→ Set of tasks
1. Rewrite the seminar announcement from "Seminar: Platformizing Higher" up to and including "18 10:45 p.m.", putting "Lecture" in place of "Seminar".
2. In the seminar announcement, what name does the speaker give to the process of institutional transformation?
3. Pick up the seminar abstract after its final sentence and keep writing.

→ Text under study
Seminar: Platformizing Higher Education: Computer Scientists and the Making of MOOC Infrastructures by Dr.Sheerharsh Kelkar, Massachusetts Institute of Technology Program in History, Anthropology and STS
Friday, March 18 10:45 p.m.
EA-409
Abstract: Based on a 18-month multi-sited ethnographic study of the engineers, instructors and researchers who build the computing infrastructures for Massive Open Online Courses (MOOCs), this talk
investigates how computer scientists and their regime of expert knowledge are re-configuring notions of educational expertise. I show that actors working on and within MOOC infrastructures draw self-conscious inspiration from the technical precedents of Internet “platforms” like Amazon and Google. In so doing, they transfer techniques and work practices used extensively in these platforms to the process of teaching and learning (e.g., they frame training students to assess each other’s homework as similar to getting crowds to do micro-tasks, or “crowdsourcing”). I call this process of institutional transformation “platformization” and argue that the Internet platform needs to be understood as a technical and ideological entity that is being used to reconfigure authority and expertise within existing institutional spaces.

→ The data
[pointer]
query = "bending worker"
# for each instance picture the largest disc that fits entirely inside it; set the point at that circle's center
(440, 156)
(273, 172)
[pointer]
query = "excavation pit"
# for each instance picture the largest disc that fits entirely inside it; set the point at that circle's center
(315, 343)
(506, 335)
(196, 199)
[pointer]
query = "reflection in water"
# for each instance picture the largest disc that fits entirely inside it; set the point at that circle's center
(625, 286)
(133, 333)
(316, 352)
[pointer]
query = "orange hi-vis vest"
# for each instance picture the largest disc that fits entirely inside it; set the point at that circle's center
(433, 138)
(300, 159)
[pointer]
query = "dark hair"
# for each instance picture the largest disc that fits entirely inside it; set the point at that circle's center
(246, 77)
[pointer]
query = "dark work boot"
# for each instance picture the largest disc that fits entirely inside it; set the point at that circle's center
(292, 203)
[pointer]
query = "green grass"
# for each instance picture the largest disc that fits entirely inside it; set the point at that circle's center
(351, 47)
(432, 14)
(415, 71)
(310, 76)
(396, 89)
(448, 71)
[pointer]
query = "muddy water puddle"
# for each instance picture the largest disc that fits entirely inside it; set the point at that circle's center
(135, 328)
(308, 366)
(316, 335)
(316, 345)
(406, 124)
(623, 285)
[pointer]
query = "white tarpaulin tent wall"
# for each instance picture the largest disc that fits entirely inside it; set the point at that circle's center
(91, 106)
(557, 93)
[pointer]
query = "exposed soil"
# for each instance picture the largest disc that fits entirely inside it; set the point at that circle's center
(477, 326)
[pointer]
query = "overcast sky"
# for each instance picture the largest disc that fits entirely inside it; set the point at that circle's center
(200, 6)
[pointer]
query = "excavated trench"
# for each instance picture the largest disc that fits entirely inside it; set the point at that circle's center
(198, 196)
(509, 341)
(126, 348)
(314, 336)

→ Responses to the tasks
1.
Lecture: Platformizing Higher Education: Computer Scientists and the Making of MOOC Infrastructures by Dr.Sheerharsh Kelkar, Massachusetts Institute of Technology Program in History, Anthropology and STS
Friday, March 18 10:45 p.m.

2. Platformization.

3.
Bio: Shreeharsh Kelkar is a sixth-year Ph.D. student at MIT’s Doctoral Program in History, Anthropology, and Science, Technology, and Society (HASTS), interested in the history and anthropology of computing. As a student of STS, he primarily conducts ethnographic and historical investigations into the creation, use, deployment, and domestication of computing infrastructures in organizational contexts, paying particular attention to the (re)configurations of work, labor and expertise. In addition to his dissertation, his other ongoing projects include the social history of the prestigious entrance examination of the Indian Institutes of Technology (IITs), a study of software infrastructures used in hospital back-offices, and a study of the work practices in the emerging field of “data science.” He also works as a Contributing Editor for the Platypus blog administered by the Committee on the Anthropology of Science, Technology, and Computing (CASTAC) and is interested in new forms of scholarly publishing beyond monographs and journal articles. Before coming to STS, he worked as a computer scientist in the field of Human-Computer Interaction (HCI).